- _Your objective_
The reply should contain every entry below exactly as written, with no images.

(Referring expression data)
----------------------------------------

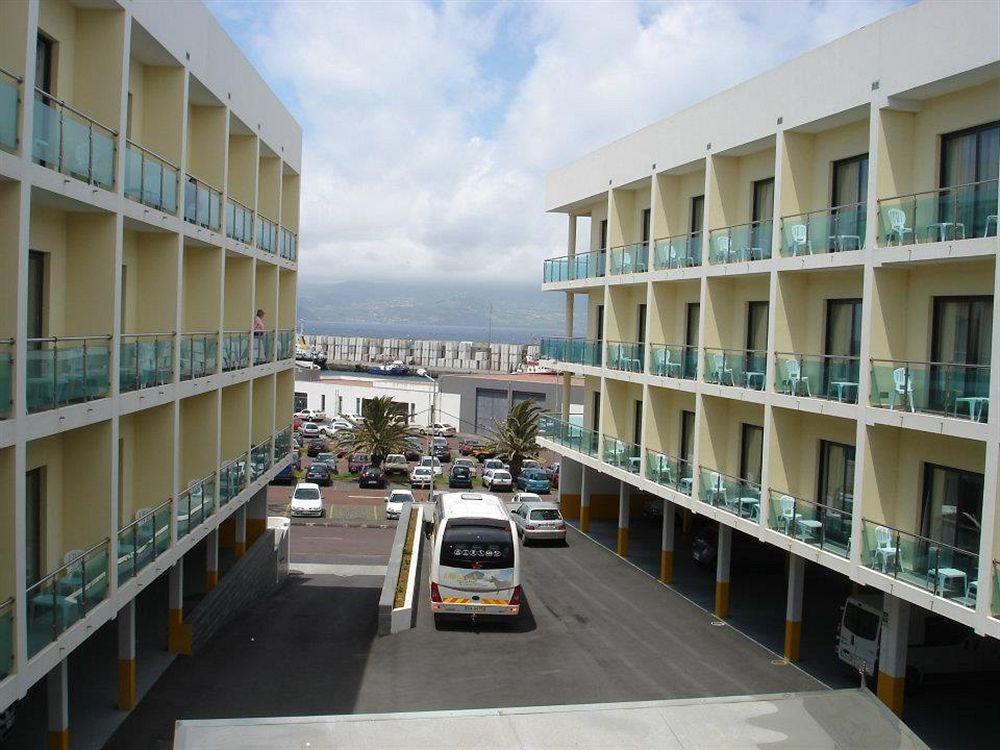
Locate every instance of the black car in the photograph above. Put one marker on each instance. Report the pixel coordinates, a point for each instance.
(460, 476)
(320, 474)
(372, 476)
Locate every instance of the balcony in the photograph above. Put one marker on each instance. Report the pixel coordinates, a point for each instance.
(947, 214)
(574, 267)
(61, 371)
(818, 525)
(741, 368)
(942, 388)
(199, 354)
(235, 350)
(827, 230)
(267, 235)
(740, 243)
(674, 361)
(568, 435)
(620, 454)
(62, 598)
(150, 179)
(239, 222)
(202, 204)
(679, 251)
(10, 105)
(577, 351)
(829, 377)
(936, 567)
(741, 497)
(669, 471)
(195, 504)
(628, 259)
(70, 142)
(146, 360)
(232, 478)
(625, 356)
(144, 540)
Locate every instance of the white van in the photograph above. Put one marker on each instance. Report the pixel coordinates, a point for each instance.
(475, 563)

----------------------------------------

- _Task response_
Locate every instance of the black car in the photograph above. Put one marker on each instance. Report the pixel coordinates, a point for each instance.
(460, 476)
(320, 474)
(372, 476)
Locate every instance of the balcony in the photograph above. Put one marker on each instance. Report the pixel coordinates, a point for each instance.
(947, 214)
(574, 267)
(61, 371)
(818, 525)
(741, 368)
(942, 388)
(199, 354)
(235, 350)
(827, 230)
(267, 235)
(740, 243)
(674, 361)
(568, 435)
(620, 454)
(62, 598)
(150, 179)
(239, 222)
(202, 204)
(679, 251)
(10, 105)
(577, 351)
(829, 377)
(936, 567)
(741, 497)
(669, 471)
(195, 504)
(628, 259)
(70, 142)
(146, 360)
(232, 478)
(625, 356)
(144, 540)
Locate every instance of the white van in the photograph above. Put one marker on each instance. Report the pixel coordinates, a point for each instance.
(475, 563)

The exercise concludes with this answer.